Job => Write out every line of the entries below word for word, omitting the pictures.
[start Data entries]
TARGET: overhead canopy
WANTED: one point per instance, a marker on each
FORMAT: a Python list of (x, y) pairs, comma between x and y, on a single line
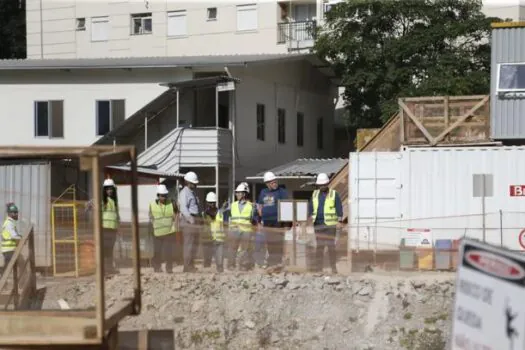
[(305, 168)]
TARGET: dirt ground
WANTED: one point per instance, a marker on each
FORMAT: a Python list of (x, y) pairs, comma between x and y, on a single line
[(235, 310)]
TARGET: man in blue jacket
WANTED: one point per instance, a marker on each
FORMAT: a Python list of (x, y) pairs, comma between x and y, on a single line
[(267, 207)]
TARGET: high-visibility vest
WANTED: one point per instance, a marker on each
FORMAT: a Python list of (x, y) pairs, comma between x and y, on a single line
[(330, 214), (110, 215), (8, 243), (242, 220), (162, 216), (217, 228)]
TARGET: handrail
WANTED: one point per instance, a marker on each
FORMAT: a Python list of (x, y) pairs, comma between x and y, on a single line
[(24, 285)]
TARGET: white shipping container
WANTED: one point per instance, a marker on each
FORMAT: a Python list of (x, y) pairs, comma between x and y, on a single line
[(433, 188)]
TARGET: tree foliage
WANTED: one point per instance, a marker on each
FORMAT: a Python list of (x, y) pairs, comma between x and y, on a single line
[(386, 49), (12, 29)]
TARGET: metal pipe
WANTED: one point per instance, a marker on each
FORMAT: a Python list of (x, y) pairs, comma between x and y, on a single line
[(146, 133), (216, 107), (41, 31), (178, 107), (217, 185)]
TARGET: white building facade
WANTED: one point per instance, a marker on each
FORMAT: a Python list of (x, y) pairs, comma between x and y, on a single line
[(85, 29), (284, 105)]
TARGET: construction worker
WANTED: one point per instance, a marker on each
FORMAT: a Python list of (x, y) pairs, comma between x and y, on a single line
[(267, 205), (163, 215), (110, 223), (214, 247), (243, 216), (190, 212), (326, 212), (10, 235)]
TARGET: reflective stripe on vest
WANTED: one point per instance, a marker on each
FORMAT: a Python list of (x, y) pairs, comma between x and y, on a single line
[(217, 228), (8, 244), (242, 220), (109, 215), (162, 215), (330, 214)]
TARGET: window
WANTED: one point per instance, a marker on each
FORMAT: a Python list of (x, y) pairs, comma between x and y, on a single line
[(110, 114), (246, 17), (49, 119), (177, 25), (100, 29), (300, 129), (260, 122), (511, 77), (281, 125), (212, 14), (80, 24), (141, 23), (320, 133)]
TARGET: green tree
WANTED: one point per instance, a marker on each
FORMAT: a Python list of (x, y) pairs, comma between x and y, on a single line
[(12, 29), (386, 49)]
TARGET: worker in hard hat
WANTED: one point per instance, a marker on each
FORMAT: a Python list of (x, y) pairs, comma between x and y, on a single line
[(243, 217), (10, 235), (326, 212), (163, 215), (110, 223), (213, 246), (267, 205), (190, 210)]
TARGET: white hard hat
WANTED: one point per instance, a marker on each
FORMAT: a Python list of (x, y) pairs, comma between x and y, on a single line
[(322, 179), (191, 177), (241, 188), (109, 183), (211, 197), (247, 186), (269, 176), (161, 189)]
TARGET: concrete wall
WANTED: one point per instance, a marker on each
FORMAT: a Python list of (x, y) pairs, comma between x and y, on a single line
[(294, 86), (54, 24)]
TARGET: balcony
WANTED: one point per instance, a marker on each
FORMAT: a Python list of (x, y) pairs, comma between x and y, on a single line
[(296, 35)]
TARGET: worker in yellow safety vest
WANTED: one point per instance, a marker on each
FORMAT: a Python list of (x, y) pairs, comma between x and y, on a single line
[(10, 235), (213, 246), (163, 215), (110, 223), (326, 212), (242, 219)]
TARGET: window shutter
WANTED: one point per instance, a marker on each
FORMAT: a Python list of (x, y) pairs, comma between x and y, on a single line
[(57, 118)]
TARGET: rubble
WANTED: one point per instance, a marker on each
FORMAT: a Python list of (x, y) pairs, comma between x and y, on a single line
[(284, 311)]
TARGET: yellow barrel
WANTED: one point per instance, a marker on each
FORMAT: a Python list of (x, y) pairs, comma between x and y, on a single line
[(425, 258)]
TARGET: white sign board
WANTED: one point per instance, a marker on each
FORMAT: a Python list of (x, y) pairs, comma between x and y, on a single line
[(489, 311)]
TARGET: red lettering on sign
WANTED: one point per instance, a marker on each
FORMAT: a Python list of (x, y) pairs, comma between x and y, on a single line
[(517, 190)]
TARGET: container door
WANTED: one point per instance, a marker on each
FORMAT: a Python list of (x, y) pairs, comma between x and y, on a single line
[(375, 188)]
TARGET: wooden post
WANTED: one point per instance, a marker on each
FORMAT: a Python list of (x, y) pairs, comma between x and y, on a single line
[(99, 251), (135, 230)]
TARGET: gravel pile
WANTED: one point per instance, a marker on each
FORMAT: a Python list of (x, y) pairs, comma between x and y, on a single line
[(285, 311)]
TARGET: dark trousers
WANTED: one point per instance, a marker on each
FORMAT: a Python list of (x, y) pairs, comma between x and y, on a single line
[(165, 251), (275, 242), (109, 237), (7, 259), (325, 237), (191, 243), (244, 240)]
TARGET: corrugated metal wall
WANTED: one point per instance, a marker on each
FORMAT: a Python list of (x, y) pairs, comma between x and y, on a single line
[(28, 185), (506, 114), (434, 190)]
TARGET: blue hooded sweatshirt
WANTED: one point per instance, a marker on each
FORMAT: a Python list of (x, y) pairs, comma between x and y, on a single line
[(268, 199)]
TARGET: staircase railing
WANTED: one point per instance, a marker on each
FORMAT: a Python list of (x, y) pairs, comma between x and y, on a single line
[(18, 280)]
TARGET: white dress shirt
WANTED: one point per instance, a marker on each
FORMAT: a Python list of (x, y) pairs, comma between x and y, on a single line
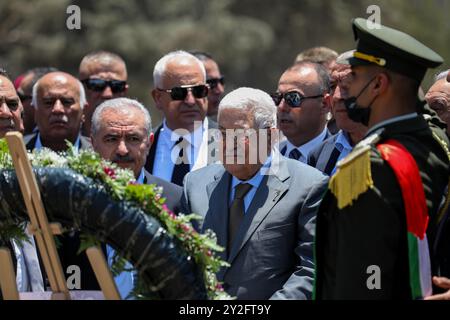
[(343, 145), (255, 181), (306, 148), (166, 153)]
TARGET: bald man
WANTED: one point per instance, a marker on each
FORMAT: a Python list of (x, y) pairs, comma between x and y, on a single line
[(58, 99), (10, 107), (104, 75), (180, 92), (438, 98)]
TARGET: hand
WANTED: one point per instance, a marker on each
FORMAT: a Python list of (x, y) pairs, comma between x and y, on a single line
[(444, 283)]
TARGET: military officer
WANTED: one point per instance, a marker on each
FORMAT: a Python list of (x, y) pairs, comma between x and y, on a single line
[(380, 212)]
[end Data entries]
Written answer =>
TARGET: overhead canopy
WANTED: one point per instance, a marker on each
FORMAT: a Python list of (x, y) pairs, comma between x and y, on a single line
[(305, 168)]
TARGET: dirt ground
WANTED: one point per instance, a marker on each
FORMAT: a Python list of (x, y) pairs, comma between x and y, on a single line
[(235, 310)]
TARGET: man in blue jacket
WANTED: one point per instance, a marker on each
FORMAT: a Python list of (x, y) pairs, comma between x and y, on a single line
[(267, 207)]
TARGET: high-visibility vest
WANTED: one point per instance, a marker on each
FORMAT: a Python list of (x, y) pairs, comma between x and y, on a single line
[(330, 214), (110, 215), (8, 243), (242, 220), (162, 216), (217, 228)]
TARGET: handrail
WANTED: one point per instance, a marker on each
FORMAT: a Python list of (x, y) pairs, comma between x and y, on a single line
[(24, 285)]
TARGET: white shipping container
WANTED: one point per instance, a marker on each
FORMAT: a Python list of (x, y) pairs, comma between x and y, on a single line
[(433, 188)]
TARGET: tree foliage
WANTED: one point per instance, a marker on each
FORMAT: a Python list of (x, y) pairs, comma between x and y, on a single line
[(386, 49), (12, 29)]
TARGET: metal pipe
WANTED: one point per instance, a marker on each
FORMAT: a Python list of (x, y) pairs, comma between x and y, on a single line
[(146, 133), (216, 107), (41, 31), (178, 107), (217, 185)]
TARGET: white building facade
WANTED: one point per instance, a marker on each
FORMAT: a Python list of (x, y) pairs, comma between x and y, on a single line
[(85, 29), (284, 105)]
TARGET: construction worker
WANTED: one point per instance, a marker on each
FORMAT: a Python list of (x, y) pairs, comma between x and y, on a single line
[(267, 205), (163, 215), (110, 223), (214, 247), (243, 216), (190, 212), (326, 212), (10, 235)]
TARGET: reflective stripe on vest
WANTED: one point per instance, a marker on each
FORMAT: a Python list of (x, y) pairs, comma between x and y, on a single line
[(217, 228), (8, 244), (242, 220), (109, 215), (162, 215), (330, 214)]
TARGET: window
WANTED: one point per instance, a marker on each
FORMAT: a Python list of (x, y) pairs, comma between x and y, on a single line
[(110, 114), (246, 17), (49, 119), (177, 25), (100, 29), (300, 129), (260, 122), (511, 77), (281, 125), (212, 14), (80, 24), (141, 23), (320, 133)]
TARGET: green tree
WANTED: one point per instance, a marker on each
FORMAT: a Python list of (x, y) pairs, comma between x and y, on a single line
[(12, 29), (386, 49)]
TARGET: worker in hard hat
WANTED: one point per instance, a marker on each
FORMAT: a Python list of (x, y) pairs, comma between x and y, on a single line
[(243, 217), (10, 235), (326, 212), (163, 215), (110, 223), (213, 246), (267, 205), (190, 210)]
TARGET: white hard hat
WANTED: one point per instance, a marker on each
FORMAT: a Python list of (x, y) pairs, comma between x and y, on a single line
[(322, 179), (191, 177), (241, 188), (109, 183), (211, 197), (247, 186), (269, 176), (161, 189)]
TARGET: concrete wall
WANTED: one point per instance, a marker on each
FORMAT: a Python list of (x, y) pairs, comma between x and y, on a single line
[(294, 86), (54, 24)]
TARGET: balcony
WANTED: one point per instance, a marker on each
FORMAT: a Python list of (x, y) pairs, comma between x and y, on a single line
[(296, 35)]
TARGET: worker in yellow safety vest
WANTED: one point per instance, a marker on each
FORMAT: a Python list of (x, y) pairs, comma between x and y, on a single line
[(10, 235), (213, 246), (163, 215), (110, 223), (326, 212), (242, 219)]
TARGET: window shutter
WANTED: one point per instance, a marker on each
FORMAT: a Python list of (x, y) pairs, comma between x and y, on a single line
[(57, 118)]
TARGET: rubble
WANTED: one point per instance, a marker on each
FORMAT: a Python list of (x, y) pairs, comma between x and y, on a single line
[(284, 311)]
TARGET: yellow barrel
WANTED: one point per instance, a marker on each
FORMAT: a Python list of (x, y) pairs, comma between x and y, on a single line
[(425, 258)]
TARGET: white sign board
WANTED: one point per instance, a marker on each
FORMAT: a Python list of (x, y) pairs, comma between x and y, on a single line
[(489, 311)]
TARGET: red lettering on sign
WANTED: one point per instance, a marker on each
FORMAT: a Python list of (x, y) pairs, comma between x and y, on a single line
[(517, 190)]
TARGET: container door
WANTED: one point per instance, a marker on each
FORMAT: a Python list of (x, y) pairs, comma between x and y, on a single line
[(375, 188)]
TARGET: wooden post
WANTED: one point per instance, a marker on each
FORMAT: a Python list of (x, y) pairs, comma between x and y, on a single line
[(99, 251), (135, 230)]
TARGET: gravel pile
WANTED: one point per instance, a marker on each
FORMAT: a Python list of (x, y) pairs, comma between x and y, on a single line
[(285, 311)]
TARGET: dark trousers
WANTED: one point per instance, a marker on each
FORMAT: a Python list of (x, y) pairs, comma between x and y, on a single line
[(165, 251), (275, 242), (109, 237), (7, 259), (325, 237), (191, 243), (244, 240)]
TARGET: corrugated metal wall
WANTED: one point per instance, a marker on each
FORMAT: a Python list of (x, y) pairs, comma between x and y, on a single line
[(28, 185), (506, 114), (434, 190)]
TARGET: blue hooded sweatshirt
WANTED: one point per instance, a marker on each
FORMAT: a Python list of (x, y) pairs, comma between x and y, on a single line
[(268, 199)]
TARGET: staircase railing
WANTED: one point per instance, a marker on each
FORMAT: a Python list of (x, y) pairs, comma between x and y, on a single line
[(18, 280)]
TARGET: white dress shirt
WANTED: one point per instance, a marker on each
FORMAT: a Python list of (x, y) pairs, comma between x and y, on a single line
[(343, 145), (255, 181), (306, 148), (166, 153)]
TARGET: bald man
WANTED: one point per instance, a marker on each
FORMAT: a Python list of (x, y) pairs, comma between x and y, on a single line
[(58, 99), (10, 107), (104, 75), (180, 92), (438, 98)]
TARGET: hand
WANTED: one point per instance, a marker on each
FORMAT: a Python list of (x, y) pairs, comma between x and y, on a single line
[(444, 283)]
TARGET: military officer
WANTED: one point per instance, a marker on each
FORMAT: a Python list of (x, y) pairs, comma between x and y, on a single line
[(380, 212)]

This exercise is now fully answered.